▶ **Assignment**
Copy out the records that appear below, exactly as each one reads.

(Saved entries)
>>>>

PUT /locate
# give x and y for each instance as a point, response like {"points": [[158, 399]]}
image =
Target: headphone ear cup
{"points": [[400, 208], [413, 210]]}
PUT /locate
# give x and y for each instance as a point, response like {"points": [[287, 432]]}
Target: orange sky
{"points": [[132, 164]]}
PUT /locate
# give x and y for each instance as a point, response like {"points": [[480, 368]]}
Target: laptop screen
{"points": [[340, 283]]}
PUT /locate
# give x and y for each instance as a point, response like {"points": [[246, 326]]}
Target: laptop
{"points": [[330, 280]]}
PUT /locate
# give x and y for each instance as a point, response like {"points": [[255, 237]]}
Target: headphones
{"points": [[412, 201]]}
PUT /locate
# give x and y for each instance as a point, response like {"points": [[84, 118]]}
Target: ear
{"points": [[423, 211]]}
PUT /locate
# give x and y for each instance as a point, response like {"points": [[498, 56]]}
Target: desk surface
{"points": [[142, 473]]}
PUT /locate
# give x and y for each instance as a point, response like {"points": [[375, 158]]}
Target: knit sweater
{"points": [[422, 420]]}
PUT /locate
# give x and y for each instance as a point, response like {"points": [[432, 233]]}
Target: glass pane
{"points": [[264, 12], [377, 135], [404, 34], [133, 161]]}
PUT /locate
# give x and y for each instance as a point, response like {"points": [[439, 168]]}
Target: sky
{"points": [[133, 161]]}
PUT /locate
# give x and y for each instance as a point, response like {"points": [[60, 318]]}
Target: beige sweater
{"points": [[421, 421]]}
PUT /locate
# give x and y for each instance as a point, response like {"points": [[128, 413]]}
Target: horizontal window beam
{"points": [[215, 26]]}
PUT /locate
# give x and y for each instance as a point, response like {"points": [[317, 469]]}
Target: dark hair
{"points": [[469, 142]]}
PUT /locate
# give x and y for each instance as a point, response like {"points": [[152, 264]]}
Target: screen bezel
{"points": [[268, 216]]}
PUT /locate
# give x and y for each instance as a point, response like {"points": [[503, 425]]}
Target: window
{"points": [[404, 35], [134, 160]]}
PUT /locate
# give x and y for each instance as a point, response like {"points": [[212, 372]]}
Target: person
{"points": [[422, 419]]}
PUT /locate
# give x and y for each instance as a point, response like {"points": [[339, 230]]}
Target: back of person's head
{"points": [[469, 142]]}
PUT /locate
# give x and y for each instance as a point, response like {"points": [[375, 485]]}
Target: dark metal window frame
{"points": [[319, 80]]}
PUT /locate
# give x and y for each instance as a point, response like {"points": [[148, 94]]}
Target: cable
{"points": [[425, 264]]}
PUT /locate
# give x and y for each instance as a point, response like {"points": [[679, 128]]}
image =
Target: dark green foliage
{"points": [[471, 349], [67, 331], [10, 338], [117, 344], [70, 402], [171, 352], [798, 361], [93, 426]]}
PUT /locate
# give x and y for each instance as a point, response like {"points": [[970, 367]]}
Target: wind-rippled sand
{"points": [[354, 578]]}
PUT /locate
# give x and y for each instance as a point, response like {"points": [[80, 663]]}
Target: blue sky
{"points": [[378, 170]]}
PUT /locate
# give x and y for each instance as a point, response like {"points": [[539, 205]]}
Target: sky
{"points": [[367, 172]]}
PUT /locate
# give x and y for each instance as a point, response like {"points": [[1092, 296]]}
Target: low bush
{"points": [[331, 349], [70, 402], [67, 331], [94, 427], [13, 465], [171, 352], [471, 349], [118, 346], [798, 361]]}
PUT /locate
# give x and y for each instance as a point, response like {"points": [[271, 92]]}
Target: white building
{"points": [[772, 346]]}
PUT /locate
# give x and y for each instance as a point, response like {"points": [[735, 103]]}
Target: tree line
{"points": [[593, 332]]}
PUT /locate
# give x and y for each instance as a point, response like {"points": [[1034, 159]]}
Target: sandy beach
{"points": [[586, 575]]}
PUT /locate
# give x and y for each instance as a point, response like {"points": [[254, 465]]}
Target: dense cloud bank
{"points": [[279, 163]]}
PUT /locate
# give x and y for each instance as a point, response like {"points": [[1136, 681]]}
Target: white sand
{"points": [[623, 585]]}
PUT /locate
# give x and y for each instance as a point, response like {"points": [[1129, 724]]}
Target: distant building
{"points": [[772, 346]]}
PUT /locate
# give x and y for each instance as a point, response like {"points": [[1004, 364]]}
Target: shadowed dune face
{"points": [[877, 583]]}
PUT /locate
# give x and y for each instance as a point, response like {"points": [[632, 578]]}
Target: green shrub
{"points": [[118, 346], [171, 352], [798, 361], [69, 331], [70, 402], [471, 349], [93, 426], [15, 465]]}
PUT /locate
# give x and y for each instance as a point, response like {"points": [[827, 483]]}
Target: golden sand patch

<<<<

▶ **Task output**
PUT /locate
# give x and y for each instance as a point, response like {"points": [[158, 399]]}
image =
Target: headphone ear cup
{"points": [[400, 208], [413, 210]]}
PUT /locate
# give x and y for each instance as a point, response like {"points": [[287, 432]]}
Target: orange sky
{"points": [[132, 164]]}
PUT /locate
# give x and y for each instance as a point, response like {"points": [[480, 368]]}
Target: laptop screen
{"points": [[340, 283]]}
PUT /locate
# give x and y for each instance as a point, response like {"points": [[246, 326]]}
Target: laptop
{"points": [[330, 280]]}
PUT /locate
# give x and y for each instance as a point, response like {"points": [[255, 237]]}
Target: headphones
{"points": [[412, 201]]}
PUT /locate
# give x and y for each instance as a point, response like {"points": [[84, 118]]}
Target: ear
{"points": [[423, 211]]}
PUT /locate
# give x and y for each instance as a point, response like {"points": [[498, 56]]}
Target: desk surface
{"points": [[142, 473]]}
PUT /locate
# give x and y for each instance as a point, response like {"points": [[375, 158]]}
Target: knit sweater
{"points": [[422, 420]]}
PUT /locate
# give x and y for each instance as a point, response like {"points": [[432, 233]]}
Target: glass pane
{"points": [[264, 12], [377, 135], [404, 34], [133, 161]]}
PUT /locate
# give x and y for each instance as a point, response like {"points": [[439, 168]]}
Target: sky
{"points": [[133, 161]]}
PUT /locate
# give x and y for each instance as a point, response like {"points": [[60, 318]]}
Target: beige sweater
{"points": [[421, 421]]}
PUT /locate
# give x and y for each instance as a point, response like {"points": [[128, 413]]}
Target: horizontal window beam
{"points": [[215, 26]]}
PUT /locate
# give x and y for each instance as a point, response like {"points": [[317, 469]]}
Target: dark hair
{"points": [[469, 142]]}
PUT /locate
# give x and y for each instance as a point, response like {"points": [[152, 264]]}
Target: screen bezel
{"points": [[268, 216]]}
PUT /locate
# give x and y for each instance as a point, response like {"points": [[503, 425]]}
Target: window
{"points": [[404, 35], [134, 160]]}
PUT /locate
# give x and y for each instance as a point, response like {"points": [[212, 372]]}
Target: person
{"points": [[422, 419]]}
PUT /locate
# give x and y for each instance as a point, response like {"points": [[339, 230]]}
Target: back of person's head
{"points": [[469, 142]]}
PUT /locate
# give x and y for each instance as a point, response like {"points": [[375, 485]]}
Target: dark metal window frame
{"points": [[319, 80]]}
PUT /locate
# give x and y for each instance as a point, response like {"points": [[148, 94]]}
Target: cable
{"points": [[425, 264]]}
PUT /locate
# give x and y for each instance as a point, response like {"points": [[679, 128]]}
image =
Target: dark green foliage
{"points": [[471, 349], [67, 331], [10, 338], [117, 344], [70, 402], [171, 352], [798, 361], [93, 426]]}
PUT /locate
# give x and y for each instance as a point, response like {"points": [[970, 367]]}
Target: wind-rippled sand
{"points": [[354, 578]]}
PUT /locate
# give x and y for each instance as a point, response like {"points": [[80, 663]]}
Target: blue sky
{"points": [[378, 170]]}
PUT /locate
# give x and y for each instance as a point, response like {"points": [[539, 205]]}
Target: sky
{"points": [[367, 172]]}
PUT /locate
# give x and y for each instance as a point, response like {"points": [[1092, 296]]}
Target: low bush
{"points": [[331, 349], [70, 402], [67, 331], [94, 427], [13, 465], [171, 352], [471, 349], [118, 346], [798, 361]]}
PUT /locate
# give x and y for each instance as a point, response like {"points": [[271, 92]]}
Target: white building
{"points": [[772, 346]]}
PUT /locate
# give x and y for each instance as a point, response like {"points": [[735, 103]]}
Target: tree line
{"points": [[593, 332]]}
PUT /locate
# give x and y for each instance as a point, response like {"points": [[1034, 159]]}
Target: sandy beach
{"points": [[586, 575]]}
PUT /locate
# give x and y for each instance as a point, response like {"points": [[254, 465]]}
Target: dense cloud bank
{"points": [[279, 163]]}
PUT /locate
# give x and y for each instance as a point, response like {"points": [[1136, 681]]}
Target: white sand
{"points": [[623, 585]]}
PUT /locate
# give x and y for each instance as a point, response like {"points": [[1129, 724]]}
Target: distant building
{"points": [[772, 346]]}
PUT /locate
# give x and y for each instance as a point, response like {"points": [[1004, 364]]}
Target: shadowed dune face
{"points": [[877, 583]]}
PUT /locate
# give x and y for each instance as a point, response like {"points": [[632, 578]]}
Target: green shrub
{"points": [[118, 346], [171, 352], [798, 361], [69, 331], [70, 402], [471, 349], [93, 426], [15, 465]]}
PUT /locate
# give x and y for each instance as a point, response like {"points": [[827, 483]]}
Target: golden sand patch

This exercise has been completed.